> [EXERCISES TO COMPLETE]
1) In the Willis Avenue station text, how did the spur create two separate transportation hubs on opposite sides of the Harlem River? Answer in one to three sentences.
2) Write the next part of the Willis Avenue station history, picking up after its last sentence.

> [DOCUMENT]
━━━━

The Willis Avenue station was an elevated rapid transit station of the Willis Avenue Spur that branched off of the IRT Third Avenue Line in the Bronx, New York City. It opened in 1886 and closed in 1924.

History

Willis Avenue station was opened on November 25, 1886 by the Suburban Rapid Transit Company as a connecting spur to the Harlem River and Port Chester Railroad's Harlem River Terminal Station. The HR&PC was chartered 20 years earlier and operated trains owned by the New York, New Haven and Hartford Railroad. The station was located next to the 133rd Street Yard, and served both the Second and Third Avenue line trains. The spur ran from the 129th Street Station in Manhattan across the Harlem River Bridge, thereby creating two separate transportation hubs on both sides of the Harlem River. Suburban Rapid Transit was acquired by the Manhattan Railway Company in 1891, and then by the Interborough Rapid Transit Company in 1902. By 1912, the station would also begin to serve the New York, Westchester and Boston Railway, an electrified commuter line serving the Bronx and southern Westchester County. Despite the name the railroad never actually reached Boston. For the next decade the station became a vital link not only for rapid transit commuters, but interurban, commuter rail, and intercity rail passengers.

━━━━

> [DATASET EXCERPTS]
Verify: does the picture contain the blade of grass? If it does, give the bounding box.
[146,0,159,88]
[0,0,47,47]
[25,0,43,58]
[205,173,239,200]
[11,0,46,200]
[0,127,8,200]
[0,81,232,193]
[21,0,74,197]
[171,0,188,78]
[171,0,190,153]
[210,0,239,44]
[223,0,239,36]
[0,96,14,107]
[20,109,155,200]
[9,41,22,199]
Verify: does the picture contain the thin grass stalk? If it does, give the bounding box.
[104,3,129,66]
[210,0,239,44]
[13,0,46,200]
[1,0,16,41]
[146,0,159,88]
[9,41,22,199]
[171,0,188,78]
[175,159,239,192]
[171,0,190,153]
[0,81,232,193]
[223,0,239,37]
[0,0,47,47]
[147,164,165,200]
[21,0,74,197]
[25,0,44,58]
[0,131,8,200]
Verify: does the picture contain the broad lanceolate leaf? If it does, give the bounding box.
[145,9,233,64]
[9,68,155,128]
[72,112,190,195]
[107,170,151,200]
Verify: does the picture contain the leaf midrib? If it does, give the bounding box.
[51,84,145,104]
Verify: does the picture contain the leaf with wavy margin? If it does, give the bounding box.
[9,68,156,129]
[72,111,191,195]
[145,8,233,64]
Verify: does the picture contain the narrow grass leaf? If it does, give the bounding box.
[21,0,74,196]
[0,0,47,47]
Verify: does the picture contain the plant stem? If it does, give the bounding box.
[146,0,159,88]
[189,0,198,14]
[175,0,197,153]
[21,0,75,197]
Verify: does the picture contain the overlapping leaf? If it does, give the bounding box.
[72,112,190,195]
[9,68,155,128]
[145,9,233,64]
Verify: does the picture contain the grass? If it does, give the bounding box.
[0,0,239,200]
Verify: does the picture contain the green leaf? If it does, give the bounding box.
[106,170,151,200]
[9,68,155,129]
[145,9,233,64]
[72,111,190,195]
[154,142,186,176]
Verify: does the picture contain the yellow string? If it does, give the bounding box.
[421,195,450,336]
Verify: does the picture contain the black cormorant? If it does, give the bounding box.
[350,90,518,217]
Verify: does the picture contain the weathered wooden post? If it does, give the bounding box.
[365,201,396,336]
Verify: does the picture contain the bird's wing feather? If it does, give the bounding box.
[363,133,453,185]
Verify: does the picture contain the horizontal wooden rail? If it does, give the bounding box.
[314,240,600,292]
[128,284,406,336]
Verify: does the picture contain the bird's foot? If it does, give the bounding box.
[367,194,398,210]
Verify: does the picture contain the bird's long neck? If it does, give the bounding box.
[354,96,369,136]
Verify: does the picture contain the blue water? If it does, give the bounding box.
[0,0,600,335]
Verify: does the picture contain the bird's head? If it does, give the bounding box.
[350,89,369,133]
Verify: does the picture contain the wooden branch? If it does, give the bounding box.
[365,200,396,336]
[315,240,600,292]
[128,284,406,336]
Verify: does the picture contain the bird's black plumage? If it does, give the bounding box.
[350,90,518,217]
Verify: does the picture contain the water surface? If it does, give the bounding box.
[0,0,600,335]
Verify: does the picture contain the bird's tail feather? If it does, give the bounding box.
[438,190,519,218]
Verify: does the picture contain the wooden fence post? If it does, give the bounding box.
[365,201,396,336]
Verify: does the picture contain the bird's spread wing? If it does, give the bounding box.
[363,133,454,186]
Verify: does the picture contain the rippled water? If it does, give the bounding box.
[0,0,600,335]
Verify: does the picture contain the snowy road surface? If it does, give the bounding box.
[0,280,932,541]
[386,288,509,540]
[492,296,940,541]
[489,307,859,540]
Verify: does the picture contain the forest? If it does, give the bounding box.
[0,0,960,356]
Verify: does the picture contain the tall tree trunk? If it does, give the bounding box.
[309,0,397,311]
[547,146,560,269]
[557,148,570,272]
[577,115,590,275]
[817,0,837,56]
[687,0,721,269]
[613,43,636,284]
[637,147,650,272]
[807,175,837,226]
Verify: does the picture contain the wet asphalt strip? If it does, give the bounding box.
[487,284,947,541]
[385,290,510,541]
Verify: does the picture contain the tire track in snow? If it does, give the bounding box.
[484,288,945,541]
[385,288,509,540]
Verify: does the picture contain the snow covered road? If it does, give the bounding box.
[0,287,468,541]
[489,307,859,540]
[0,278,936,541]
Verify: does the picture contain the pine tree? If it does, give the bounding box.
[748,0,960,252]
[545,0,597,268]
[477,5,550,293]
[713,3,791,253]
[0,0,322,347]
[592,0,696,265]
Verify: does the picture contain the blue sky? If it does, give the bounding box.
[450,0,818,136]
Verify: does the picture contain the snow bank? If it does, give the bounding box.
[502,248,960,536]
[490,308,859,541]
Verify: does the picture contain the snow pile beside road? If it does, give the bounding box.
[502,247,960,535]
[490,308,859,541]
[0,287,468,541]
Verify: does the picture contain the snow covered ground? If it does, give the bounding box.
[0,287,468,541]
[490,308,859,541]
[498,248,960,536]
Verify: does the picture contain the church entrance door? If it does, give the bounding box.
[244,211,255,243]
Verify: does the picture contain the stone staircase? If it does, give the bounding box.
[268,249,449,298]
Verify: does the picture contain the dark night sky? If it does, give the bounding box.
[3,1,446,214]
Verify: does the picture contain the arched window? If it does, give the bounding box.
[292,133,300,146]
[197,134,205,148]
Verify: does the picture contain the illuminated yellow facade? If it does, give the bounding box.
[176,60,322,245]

━━━━

> [RESULTS]
1) The spur ran from the 129th Street Station in Manhattan across the Harlem River Bridge. Because it linked stations on both banks, it created a transportation hub on each side of the Harlem River.

2)
The station was closed for IRT service on April 14, 1924, when a connecting pedestrian bridge was opened between the nearby Third Avenue El station at 133rd Street, although the Third Avenue Line continued to cross the Harlem River until 1955. The HR&PC was officially merged with the New Haven Railroad on January 1, 1927. Harlem River Station continued to serve the New Haven Railroad and New York, Westchester and Boston Railway until 1930 when the NYNH&H left, and was closed completely on December 31, 1937, when the NYW&B fell into bankruptcy.

See also
Harlem River Intermodal Yard

References

External links
Willis Avenue Spur images (NYCSubway.org)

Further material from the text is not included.